# Your task:
The expected output is every record below, transcribed exactly, with the pictures left out.

# Extracted material:
○ ○ ○ ○ ○ ○ ○

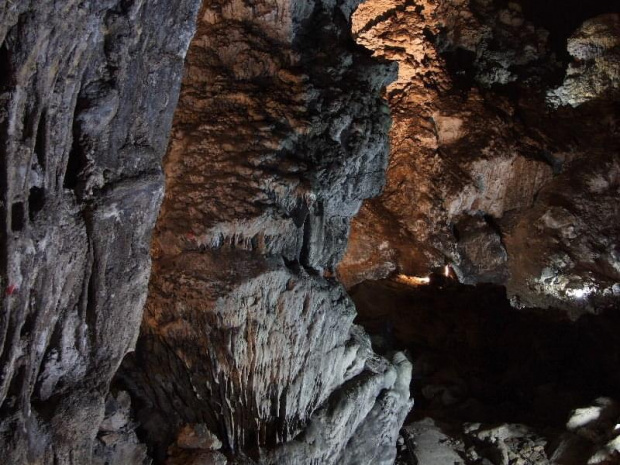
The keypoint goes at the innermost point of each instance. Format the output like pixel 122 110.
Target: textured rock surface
pixel 496 385
pixel 88 90
pixel 280 134
pixel 492 169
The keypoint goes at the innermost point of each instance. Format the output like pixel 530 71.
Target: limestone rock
pixel 280 134
pixel 88 90
pixel 475 135
pixel 595 70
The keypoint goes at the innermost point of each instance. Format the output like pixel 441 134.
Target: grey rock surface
pixel 87 91
pixel 280 134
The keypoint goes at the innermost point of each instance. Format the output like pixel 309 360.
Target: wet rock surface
pixel 88 91
pixel 280 134
pixel 505 133
pixel 495 385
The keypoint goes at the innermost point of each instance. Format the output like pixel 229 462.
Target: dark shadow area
pixel 476 359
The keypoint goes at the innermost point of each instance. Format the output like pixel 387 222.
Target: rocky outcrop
pixel 88 91
pixel 495 170
pixel 493 384
pixel 280 134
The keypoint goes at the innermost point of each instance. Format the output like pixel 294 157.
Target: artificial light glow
pixel 579 293
pixel 413 280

○ ○ ○ ○ ○ ○ ○

# Written response:
The keypoint goes at the innermost point of each instance. Format the output like pixel 122 110.
Target: textured rock surface
pixel 496 385
pixel 88 90
pixel 280 134
pixel 492 169
The keypoint goes at the innermost point of each instance. Format the output like pixel 530 71.
Target: limestone rock
pixel 280 134
pixel 88 90
pixel 475 135
pixel 595 70
The keypoint goes at the innermost point of each instance. Format the output like pixel 441 134.
Target: grey rock surface
pixel 87 91
pixel 280 134
The keypoint goes at the innermost point of each instance. Format the output like pixel 309 360.
Target: wet rock surface
pixel 88 91
pixel 280 134
pixel 505 133
pixel 495 385
The keypoint goes at the innermost point of each instance. Format the output like pixel 229 462.
Target: dark shadow area
pixel 476 359
The keypoint goes at the innermost point of each instance. Format the output like pixel 387 222.
Target: rocky outcrop
pixel 88 91
pixel 495 170
pixel 493 384
pixel 280 134
The keypoint goes at the innermost point of each instance. Format the output like pixel 294 157.
Target: artificial light glow
pixel 579 293
pixel 413 280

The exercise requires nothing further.